++++ Records for processing

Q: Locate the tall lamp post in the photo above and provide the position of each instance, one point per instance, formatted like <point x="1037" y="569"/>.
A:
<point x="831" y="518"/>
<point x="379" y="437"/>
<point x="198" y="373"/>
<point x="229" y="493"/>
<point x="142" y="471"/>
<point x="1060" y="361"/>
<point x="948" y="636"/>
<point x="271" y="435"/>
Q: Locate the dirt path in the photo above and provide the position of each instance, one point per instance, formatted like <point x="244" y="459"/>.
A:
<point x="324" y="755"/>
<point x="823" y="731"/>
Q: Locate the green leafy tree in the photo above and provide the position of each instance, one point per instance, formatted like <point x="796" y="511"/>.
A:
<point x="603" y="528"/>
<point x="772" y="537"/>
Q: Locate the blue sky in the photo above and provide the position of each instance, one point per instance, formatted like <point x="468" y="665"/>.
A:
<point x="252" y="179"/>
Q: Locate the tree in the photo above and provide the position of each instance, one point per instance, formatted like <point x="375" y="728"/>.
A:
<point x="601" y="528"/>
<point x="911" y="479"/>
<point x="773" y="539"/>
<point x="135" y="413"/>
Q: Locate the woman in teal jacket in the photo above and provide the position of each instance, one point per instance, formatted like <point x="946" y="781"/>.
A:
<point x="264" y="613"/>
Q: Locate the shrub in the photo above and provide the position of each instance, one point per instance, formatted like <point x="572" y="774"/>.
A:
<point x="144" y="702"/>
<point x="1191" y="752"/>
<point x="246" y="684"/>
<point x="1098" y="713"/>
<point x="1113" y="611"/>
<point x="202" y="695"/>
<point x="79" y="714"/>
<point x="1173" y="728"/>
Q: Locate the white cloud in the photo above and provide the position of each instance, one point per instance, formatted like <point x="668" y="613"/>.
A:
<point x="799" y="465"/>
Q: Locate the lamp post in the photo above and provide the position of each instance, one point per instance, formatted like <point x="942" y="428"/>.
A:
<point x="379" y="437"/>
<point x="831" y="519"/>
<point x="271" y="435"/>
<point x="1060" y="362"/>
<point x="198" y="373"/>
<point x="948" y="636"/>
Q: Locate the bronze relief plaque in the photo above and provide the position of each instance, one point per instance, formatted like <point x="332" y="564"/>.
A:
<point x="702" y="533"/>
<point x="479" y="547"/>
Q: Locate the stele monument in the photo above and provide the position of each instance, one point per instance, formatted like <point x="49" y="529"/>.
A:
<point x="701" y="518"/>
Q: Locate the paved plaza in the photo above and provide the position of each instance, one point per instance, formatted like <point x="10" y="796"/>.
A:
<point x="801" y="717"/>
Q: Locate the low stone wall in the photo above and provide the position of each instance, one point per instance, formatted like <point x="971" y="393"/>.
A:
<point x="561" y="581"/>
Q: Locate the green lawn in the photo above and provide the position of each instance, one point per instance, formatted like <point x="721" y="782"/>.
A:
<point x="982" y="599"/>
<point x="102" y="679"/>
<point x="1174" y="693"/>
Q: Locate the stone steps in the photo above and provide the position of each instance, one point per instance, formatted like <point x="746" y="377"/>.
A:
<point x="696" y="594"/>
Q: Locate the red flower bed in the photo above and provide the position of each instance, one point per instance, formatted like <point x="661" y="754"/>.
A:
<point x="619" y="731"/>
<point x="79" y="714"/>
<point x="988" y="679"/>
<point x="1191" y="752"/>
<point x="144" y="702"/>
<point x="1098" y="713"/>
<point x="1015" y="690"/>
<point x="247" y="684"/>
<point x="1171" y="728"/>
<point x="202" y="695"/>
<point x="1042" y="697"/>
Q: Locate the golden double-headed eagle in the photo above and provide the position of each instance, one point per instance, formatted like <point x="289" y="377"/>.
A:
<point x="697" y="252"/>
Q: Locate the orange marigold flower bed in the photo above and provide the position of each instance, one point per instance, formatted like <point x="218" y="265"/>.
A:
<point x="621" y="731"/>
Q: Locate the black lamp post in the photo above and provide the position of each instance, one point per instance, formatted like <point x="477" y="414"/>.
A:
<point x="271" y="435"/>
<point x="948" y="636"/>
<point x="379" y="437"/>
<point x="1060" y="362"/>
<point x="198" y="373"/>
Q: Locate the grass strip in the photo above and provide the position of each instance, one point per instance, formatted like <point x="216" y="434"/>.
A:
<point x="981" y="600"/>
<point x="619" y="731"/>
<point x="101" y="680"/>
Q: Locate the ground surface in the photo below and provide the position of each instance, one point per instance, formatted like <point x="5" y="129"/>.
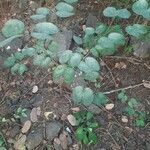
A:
<point x="113" y="134"/>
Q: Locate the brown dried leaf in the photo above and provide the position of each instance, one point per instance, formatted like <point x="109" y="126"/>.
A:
<point x="26" y="126"/>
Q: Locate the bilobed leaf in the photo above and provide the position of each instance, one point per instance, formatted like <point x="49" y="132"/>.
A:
<point x="65" y="56"/>
<point x="75" y="59"/>
<point x="123" y="13"/>
<point x="58" y="72"/>
<point x="92" y="63"/>
<point x="62" y="6"/>
<point x="140" y="6"/>
<point x="28" y="51"/>
<point x="64" y="14"/>
<point x="38" y="59"/>
<point x="42" y="11"/>
<point x="91" y="75"/>
<point x="37" y="17"/>
<point x="136" y="30"/>
<point x="19" y="55"/>
<point x="100" y="99"/>
<point x="77" y="40"/>
<point x="71" y="1"/>
<point x="22" y="68"/>
<point x="68" y="75"/>
<point x="110" y="12"/>
<point x="88" y="96"/>
<point x="92" y="137"/>
<point x="13" y="27"/>
<point x="89" y="31"/>
<point x="10" y="61"/>
<point x="106" y="43"/>
<point x="117" y="38"/>
<point x="77" y="94"/>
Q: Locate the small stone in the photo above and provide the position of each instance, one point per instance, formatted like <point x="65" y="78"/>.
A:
<point x="57" y="144"/>
<point x="109" y="106"/>
<point x="20" y="142"/>
<point x="124" y="119"/>
<point x="26" y="126"/>
<point x="94" y="109"/>
<point x="35" y="89"/>
<point x="33" y="115"/>
<point x="34" y="139"/>
<point x="52" y="130"/>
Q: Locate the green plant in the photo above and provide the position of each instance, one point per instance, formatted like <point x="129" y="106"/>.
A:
<point x="20" y="113"/>
<point x="2" y="142"/>
<point x="85" y="125"/>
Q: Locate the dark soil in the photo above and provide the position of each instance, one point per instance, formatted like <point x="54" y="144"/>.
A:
<point x="113" y="134"/>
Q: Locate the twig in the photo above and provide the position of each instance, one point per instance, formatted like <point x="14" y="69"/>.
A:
<point x="125" y="88"/>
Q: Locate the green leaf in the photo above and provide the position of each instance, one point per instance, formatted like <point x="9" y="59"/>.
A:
<point x="100" y="99"/>
<point x="42" y="11"/>
<point x="75" y="59"/>
<point x="92" y="63"/>
<point x="89" y="31"/>
<point x="101" y="29"/>
<point x="62" y="6"/>
<point x="132" y="102"/>
<point x="65" y="56"/>
<point x="19" y="55"/>
<point x="37" y="17"/>
<point x="15" y="68"/>
<point x="64" y="14"/>
<point x="9" y="62"/>
<point x="92" y="137"/>
<point x="71" y="1"/>
<point x="69" y="75"/>
<point x="88" y="96"/>
<point x="79" y="133"/>
<point x="40" y="36"/>
<point x="58" y="72"/>
<point x="117" y="38"/>
<point x="77" y="40"/>
<point x="123" y="13"/>
<point x="140" y="6"/>
<point x="89" y="116"/>
<point x="110" y="12"/>
<point x="8" y="40"/>
<point x="45" y="28"/>
<point x="13" y="27"/>
<point x="77" y="94"/>
<point x="29" y="51"/>
<point x="136" y="30"/>
<point x="38" y="59"/>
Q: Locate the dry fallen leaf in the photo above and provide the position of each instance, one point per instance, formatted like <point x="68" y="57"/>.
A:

++++++++

Your assignment - What are the lines above, starting at the one with "Q: Locate the twig" and ending at the one with "Q: Locate the green leaf in"? Give them again exactly, and only them.

Task result -
Q: Locate the twig in the photo above and provide the position of each instance, one point per instance, formatted like <point x="14" y="69"/>.
A:
<point x="125" y="88"/>
Q: Locate the green leaf in the photo above and provide the position of each instance, one point per instance, formatted like <point x="9" y="59"/>.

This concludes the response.